§ **Task**
Transcribe the data. Leave out nothing.

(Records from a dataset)
══════
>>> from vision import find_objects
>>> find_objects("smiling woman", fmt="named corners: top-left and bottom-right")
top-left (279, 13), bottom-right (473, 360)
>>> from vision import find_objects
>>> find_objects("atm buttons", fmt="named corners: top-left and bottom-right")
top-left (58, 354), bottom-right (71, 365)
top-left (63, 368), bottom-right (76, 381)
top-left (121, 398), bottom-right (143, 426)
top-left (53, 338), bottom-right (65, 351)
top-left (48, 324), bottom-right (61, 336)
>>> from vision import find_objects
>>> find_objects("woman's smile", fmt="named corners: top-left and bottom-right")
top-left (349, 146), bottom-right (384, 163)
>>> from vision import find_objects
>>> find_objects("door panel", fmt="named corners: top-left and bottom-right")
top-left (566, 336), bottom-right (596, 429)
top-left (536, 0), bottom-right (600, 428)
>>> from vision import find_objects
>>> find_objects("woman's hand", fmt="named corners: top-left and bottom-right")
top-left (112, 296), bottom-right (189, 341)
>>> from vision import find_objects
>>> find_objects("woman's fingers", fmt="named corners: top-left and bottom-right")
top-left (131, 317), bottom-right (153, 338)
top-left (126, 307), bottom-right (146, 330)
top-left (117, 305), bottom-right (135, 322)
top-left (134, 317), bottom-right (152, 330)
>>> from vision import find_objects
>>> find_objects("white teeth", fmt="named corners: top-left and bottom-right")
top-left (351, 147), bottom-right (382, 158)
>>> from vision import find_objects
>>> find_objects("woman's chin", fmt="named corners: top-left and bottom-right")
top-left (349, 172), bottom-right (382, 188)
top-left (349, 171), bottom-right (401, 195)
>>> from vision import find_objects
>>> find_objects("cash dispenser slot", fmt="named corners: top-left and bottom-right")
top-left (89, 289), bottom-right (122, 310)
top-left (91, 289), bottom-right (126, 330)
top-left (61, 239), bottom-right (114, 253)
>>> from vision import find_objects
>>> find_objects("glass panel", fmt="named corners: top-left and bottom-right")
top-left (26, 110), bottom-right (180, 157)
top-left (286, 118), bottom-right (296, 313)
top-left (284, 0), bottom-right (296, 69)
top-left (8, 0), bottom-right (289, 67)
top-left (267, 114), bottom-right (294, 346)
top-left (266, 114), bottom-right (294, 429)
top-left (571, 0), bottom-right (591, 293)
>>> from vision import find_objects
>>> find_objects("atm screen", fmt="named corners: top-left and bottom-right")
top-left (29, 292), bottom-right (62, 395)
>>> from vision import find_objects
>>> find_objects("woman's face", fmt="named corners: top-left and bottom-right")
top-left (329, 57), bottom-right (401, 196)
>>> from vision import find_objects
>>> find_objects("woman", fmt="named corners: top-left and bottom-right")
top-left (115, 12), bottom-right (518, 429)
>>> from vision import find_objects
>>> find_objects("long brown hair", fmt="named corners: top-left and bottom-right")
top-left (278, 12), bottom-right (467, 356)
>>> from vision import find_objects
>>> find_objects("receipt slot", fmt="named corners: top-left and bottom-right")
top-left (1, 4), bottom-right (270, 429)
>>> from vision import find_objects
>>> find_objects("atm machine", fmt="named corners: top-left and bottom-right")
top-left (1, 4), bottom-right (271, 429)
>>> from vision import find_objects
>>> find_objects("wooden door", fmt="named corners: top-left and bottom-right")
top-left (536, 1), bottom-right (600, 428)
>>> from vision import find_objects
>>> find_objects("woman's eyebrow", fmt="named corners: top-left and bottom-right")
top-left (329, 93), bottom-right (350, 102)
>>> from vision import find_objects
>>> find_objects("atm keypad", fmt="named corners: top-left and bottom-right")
══════
§ **Result for this exercise**
>>> from vision import find_objects
>>> find_objects("smiling woman", fmt="named corners: top-left and bottom-right")
top-left (279, 13), bottom-right (473, 360)
>>> from vision import find_objects
>>> find_objects("atm buttons", fmt="named corners: top-left and bottom-right")
top-left (58, 354), bottom-right (71, 365)
top-left (63, 368), bottom-right (76, 381)
top-left (121, 398), bottom-right (143, 426)
top-left (53, 338), bottom-right (65, 351)
top-left (48, 324), bottom-right (61, 336)
>>> from vision import find_objects
>>> find_objects("woman's smile", fmt="named corners: top-left and bottom-right")
top-left (349, 146), bottom-right (384, 163)
>>> from vision import find_objects
>>> find_objects("door panel", fmt="named corners: top-left and bottom-right")
top-left (566, 336), bottom-right (596, 429)
top-left (536, 0), bottom-right (600, 428)
>>> from vision import find_objects
>>> find_objects("woman's hand", fmt="named corners: top-left and bottom-right")
top-left (112, 296), bottom-right (189, 341)
>>> from vision import find_objects
>>> find_objects("woman's fingers", fmt="named corners: top-left and bottom-right")
top-left (131, 317), bottom-right (153, 338)
top-left (126, 307), bottom-right (146, 330)
top-left (117, 305), bottom-right (135, 322)
top-left (134, 317), bottom-right (152, 330)
>>> from vision import find_objects
>>> find_objects("white teeth", fmt="named corners: top-left and bottom-right")
top-left (351, 147), bottom-right (382, 158)
>>> from vision import find_objects
>>> find_objects("woman's chin", fmt="named corners: top-left and bottom-right")
top-left (349, 172), bottom-right (382, 188)
top-left (349, 171), bottom-right (401, 195)
>>> from vision import find_objects
>>> find_objects("cash dispenser slot", fmt="named corners: top-left and bottom-right")
top-left (89, 289), bottom-right (122, 310)
top-left (91, 289), bottom-right (126, 330)
top-left (61, 239), bottom-right (114, 253)
>>> from vision import find_objects
>>> find_objects("glass panel", fmt="named corners: top-left and bottom-right")
top-left (26, 110), bottom-right (180, 157)
top-left (286, 118), bottom-right (296, 313)
top-left (284, 0), bottom-right (296, 69)
top-left (8, 0), bottom-right (289, 67)
top-left (267, 114), bottom-right (294, 346)
top-left (266, 114), bottom-right (294, 429)
top-left (571, 0), bottom-right (591, 293)
>>> from vision import find_objects
>>> find_objects("atm screen", fmt="named corners: top-left and bottom-right")
top-left (29, 292), bottom-right (62, 395)
>>> from vision import find_objects
>>> find_objects("woman's face", fmt="named corners: top-left and bottom-right")
top-left (329, 57), bottom-right (401, 196)
>>> from vision import find_objects
>>> find_objects("woman", fmt="named corners: top-left and bottom-right")
top-left (115, 12), bottom-right (518, 429)
>>> from vision import find_objects
>>> find_objects("long brown hair", fmt="named corners: top-left and bottom-right")
top-left (278, 12), bottom-right (467, 356)
>>> from vision import find_objects
>>> find_objects("receipt slot", fmt="named corners: top-left and bottom-right")
top-left (1, 4), bottom-right (270, 429)
>>> from vision import find_objects
>>> find_objects("atm machine", fmt="named corners: top-left and bottom-right")
top-left (1, 4), bottom-right (271, 429)
>>> from vision import find_objects
>>> find_objects("wooden door", fmt="named corners: top-left and bottom-right")
top-left (536, 1), bottom-right (600, 428)
>>> from vision import find_objects
>>> find_objects("woman's eyebrow", fmt="named corners: top-left and bottom-right")
top-left (329, 93), bottom-right (350, 102)
>>> from vision import find_objects
>>> find_objects("atm keypad", fmt="named corners: top-left and bottom-right")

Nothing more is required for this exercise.